◆ **What to produce**
All entries are to be transcribed exactly. Pictures are not part of the copy.

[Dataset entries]
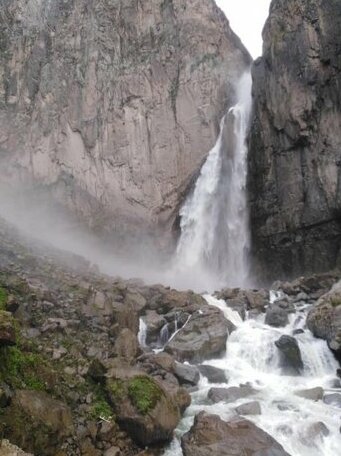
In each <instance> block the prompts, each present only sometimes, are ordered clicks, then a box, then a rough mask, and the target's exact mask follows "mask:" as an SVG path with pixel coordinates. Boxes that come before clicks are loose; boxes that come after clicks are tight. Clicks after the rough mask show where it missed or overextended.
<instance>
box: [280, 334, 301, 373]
mask: <svg viewBox="0 0 341 456" xmlns="http://www.w3.org/2000/svg"><path fill="white" fill-rule="evenodd" d="M275 345H276V347H277V348H278V350H279V351H280V354H281V366H282V368H283V372H284V373H287V374H289V375H291V374H294V375H299V374H301V373H302V370H303V361H302V356H301V351H300V348H299V346H298V342H297V340H296V339H295V338H294V337H291V336H286V335H284V336H281V337H280V338H279V339H278V340H276V341H275Z"/></svg>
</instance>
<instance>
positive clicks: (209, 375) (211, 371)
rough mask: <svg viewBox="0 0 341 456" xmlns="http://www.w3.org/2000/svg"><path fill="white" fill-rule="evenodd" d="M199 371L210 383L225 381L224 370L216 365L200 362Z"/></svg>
mask: <svg viewBox="0 0 341 456" xmlns="http://www.w3.org/2000/svg"><path fill="white" fill-rule="evenodd" d="M198 368H199V371H200V373H201V374H202V375H203V376H204V377H206V378H207V380H208V381H209V382H210V383H227V382H228V379H227V377H226V374H225V372H224V371H223V370H222V369H219V368H218V367H214V366H209V365H208V364H201V365H200V366H198Z"/></svg>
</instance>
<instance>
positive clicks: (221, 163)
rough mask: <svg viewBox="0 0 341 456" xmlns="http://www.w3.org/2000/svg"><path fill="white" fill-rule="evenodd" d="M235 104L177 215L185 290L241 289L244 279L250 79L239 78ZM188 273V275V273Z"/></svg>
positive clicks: (250, 75)
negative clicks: (187, 284)
mask: <svg viewBox="0 0 341 456" xmlns="http://www.w3.org/2000/svg"><path fill="white" fill-rule="evenodd" d="M237 100H238V101H237V104H236V105H235V106H233V107H232V108H230V109H229V111H228V113H227V114H226V115H225V116H224V118H223V119H222V121H221V125H220V133H219V137H218V140H217V142H216V144H215V146H214V147H213V149H212V150H211V151H210V153H209V155H208V157H207V160H206V162H205V163H204V165H203V167H202V169H201V173H200V176H199V178H198V180H197V182H196V185H195V188H194V191H193V193H192V194H191V195H190V196H189V197H188V198H187V201H186V202H185V204H184V206H183V207H182V209H181V211H180V216H181V222H180V227H181V236H180V239H179V243H178V248H177V265H178V268H179V269H180V270H183V271H186V280H187V282H189V283H188V286H190V287H192V288H194V289H198V287H200V286H201V287H206V288H207V289H210V288H215V287H219V286H226V285H230V286H245V285H246V281H247V278H248V264H247V252H248V249H249V229H248V211H247V203H246V192H245V186H246V173H247V164H246V158H247V147H246V142H245V138H246V134H247V128H248V121H249V117H250V110H251V75H250V74H249V73H246V74H244V75H243V76H242V78H241V80H240V82H239V84H238V88H237ZM189 271H190V272H189Z"/></svg>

◆ **Your solution**
In each <instance> block the prompts, each present only sometimes, are ordered clicks, then a box, then a rough mask, and the target's exact mask follows "mask:" as an SVG path with pixel coordinates. Boxes that come before clicks are loose; boxes that come after clicks are tight. Clicks after the rough mask show where it missed or overextended.
<instance>
box: [280, 334, 301, 373]
mask: <svg viewBox="0 0 341 456" xmlns="http://www.w3.org/2000/svg"><path fill="white" fill-rule="evenodd" d="M275 345H276V347H277V348H278V350H279V351H280V354H281V366H282V368H283V372H284V373H287V374H289V375H291V374H294V375H299V374H301V373H302V370H303V361H302V356H301V351H300V348H299V346H298V342H297V340H296V339H295V338H294V337H291V336H286V335H284V336H281V337H280V338H279V339H278V340H276V341H275Z"/></svg>
</instance>
<instance>
positive clicks: (209, 375) (211, 371)
rough mask: <svg viewBox="0 0 341 456" xmlns="http://www.w3.org/2000/svg"><path fill="white" fill-rule="evenodd" d="M199 371L210 383L225 381L224 370L216 365L200 362Z"/></svg>
mask: <svg viewBox="0 0 341 456" xmlns="http://www.w3.org/2000/svg"><path fill="white" fill-rule="evenodd" d="M198 368H199V371H200V373H201V374H202V375H203V376H204V377H206V378H207V380H208V381H209V382H210V383H227V382H228V379H227V377H226V374H225V372H224V371H223V370H222V369H219V368H218V367H214V366H209V365H208V364H201V365H200V366H198Z"/></svg>
</instance>
<instance>
positive clicks: (221, 163)
rough mask: <svg viewBox="0 0 341 456" xmlns="http://www.w3.org/2000/svg"><path fill="white" fill-rule="evenodd" d="M235 104L177 215L185 290L241 289L244 279L250 79L239 78ZM188 273V275V273Z"/></svg>
positive clicks: (250, 75)
negative clicks: (187, 284)
mask: <svg viewBox="0 0 341 456" xmlns="http://www.w3.org/2000/svg"><path fill="white" fill-rule="evenodd" d="M237 100H238V101H237V104H236V105H235V106H233V107H232V108H230V109H229V111H228V113H227V114H226V115H225V116H224V118H223V119H222V121H221V125H220V133H219V137H218V140H217V142H216V144H215V146H214V147H213V149H212V150H211V151H210V153H209V155H208V157H207V160H206V162H205V163H204V165H203V167H202V169H201V173H200V176H199V178H198V180H197V182H196V185H195V188H194V191H193V193H192V194H191V195H190V196H189V197H188V198H187V201H186V202H185V204H184V206H183V207H182V209H181V211H180V216H181V222H180V227H181V236H180V239H179V243H178V248H177V265H178V268H179V269H180V270H183V271H186V280H187V282H189V283H188V286H190V287H192V288H194V289H198V287H200V286H201V287H206V288H207V289H210V288H215V287H219V286H226V285H230V286H245V285H246V281H247V278H248V264H247V252H248V249H249V229H248V211H247V203H246V192H245V186H246V173H247V164H246V158H247V147H246V142H245V138H246V134H247V128H248V121H249V117H250V110H251V75H250V74H249V73H246V74H244V75H243V76H242V78H241V80H240V82H239V84H238V88H237ZM189 271H190V272H189Z"/></svg>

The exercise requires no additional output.